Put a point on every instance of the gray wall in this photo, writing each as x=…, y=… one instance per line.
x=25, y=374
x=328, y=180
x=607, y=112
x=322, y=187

» PROMPT
Rewrite the items with "gray wall" swapped for "stone wall", leaving everything else as it is.

» SOLUTION
Put a point on every instance of the stone wall in this photo, writing each as x=…, y=… one instance per line.
x=25, y=374
x=328, y=180
x=607, y=112
x=322, y=187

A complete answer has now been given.